- _Stored entries_

--------------------------------------------------

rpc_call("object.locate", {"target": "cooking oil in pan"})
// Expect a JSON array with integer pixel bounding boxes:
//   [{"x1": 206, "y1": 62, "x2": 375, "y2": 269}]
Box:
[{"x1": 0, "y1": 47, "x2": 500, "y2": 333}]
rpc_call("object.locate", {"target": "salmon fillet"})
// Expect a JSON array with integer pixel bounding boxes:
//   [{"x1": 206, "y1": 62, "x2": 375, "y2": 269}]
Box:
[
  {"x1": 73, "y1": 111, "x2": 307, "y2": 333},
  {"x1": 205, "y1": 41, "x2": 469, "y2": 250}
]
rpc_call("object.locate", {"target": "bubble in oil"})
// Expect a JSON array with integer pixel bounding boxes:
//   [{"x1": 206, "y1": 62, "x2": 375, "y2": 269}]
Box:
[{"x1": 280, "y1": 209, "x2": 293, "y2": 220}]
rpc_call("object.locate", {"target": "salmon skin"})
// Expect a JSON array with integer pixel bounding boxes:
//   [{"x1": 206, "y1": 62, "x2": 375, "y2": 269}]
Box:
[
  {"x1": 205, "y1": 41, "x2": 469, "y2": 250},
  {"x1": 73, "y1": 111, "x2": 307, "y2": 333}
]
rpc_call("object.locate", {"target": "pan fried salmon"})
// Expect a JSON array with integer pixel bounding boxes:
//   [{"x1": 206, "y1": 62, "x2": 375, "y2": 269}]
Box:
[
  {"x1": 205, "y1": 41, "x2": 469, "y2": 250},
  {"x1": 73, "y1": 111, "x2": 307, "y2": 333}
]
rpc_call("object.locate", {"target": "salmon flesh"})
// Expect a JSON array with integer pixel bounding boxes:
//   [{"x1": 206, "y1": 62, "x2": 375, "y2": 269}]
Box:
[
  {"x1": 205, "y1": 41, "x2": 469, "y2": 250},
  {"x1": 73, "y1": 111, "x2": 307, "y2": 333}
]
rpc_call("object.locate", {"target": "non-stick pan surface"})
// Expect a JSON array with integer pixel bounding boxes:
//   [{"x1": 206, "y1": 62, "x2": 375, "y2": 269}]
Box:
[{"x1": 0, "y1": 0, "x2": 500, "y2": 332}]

--------------------------------------------------

- _EXERCISE REQUIREMENTS_
Identify and copy every line of the rows above that contains the string "salmon". Case counts when matching.

- _EXPECTED ANSWER_
rpc_call("object.locate", {"target": "salmon fillet"})
rpc_call("object.locate", {"target": "salmon skin"})
rpc_call("object.locate", {"target": "pan fried salmon"})
rpc_call("object.locate", {"target": "salmon flesh"})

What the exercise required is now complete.